:: LISTED ENTRIES ::

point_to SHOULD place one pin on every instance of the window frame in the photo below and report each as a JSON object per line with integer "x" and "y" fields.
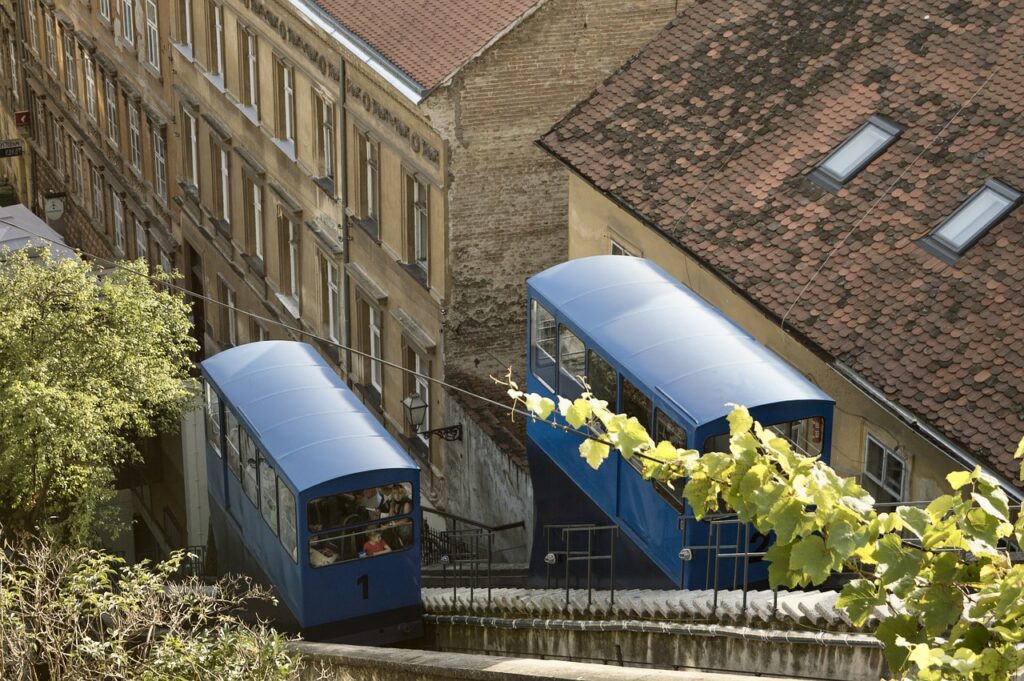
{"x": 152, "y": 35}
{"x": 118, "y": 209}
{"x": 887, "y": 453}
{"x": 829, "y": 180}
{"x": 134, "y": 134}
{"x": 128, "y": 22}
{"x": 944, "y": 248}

:::

## YOUR GOAL
Set down all of the entries exactly as they appear, but keep the images out.

## RESPONSE TO THE EXERCISE
point_to SHOULD place one pin on every instance of the window frame in the photo below and report each as a JSON object per line with integer "x" and "y" fields.
{"x": 152, "y": 35}
{"x": 118, "y": 209}
{"x": 887, "y": 453}
{"x": 829, "y": 180}
{"x": 134, "y": 134}
{"x": 128, "y": 22}
{"x": 944, "y": 248}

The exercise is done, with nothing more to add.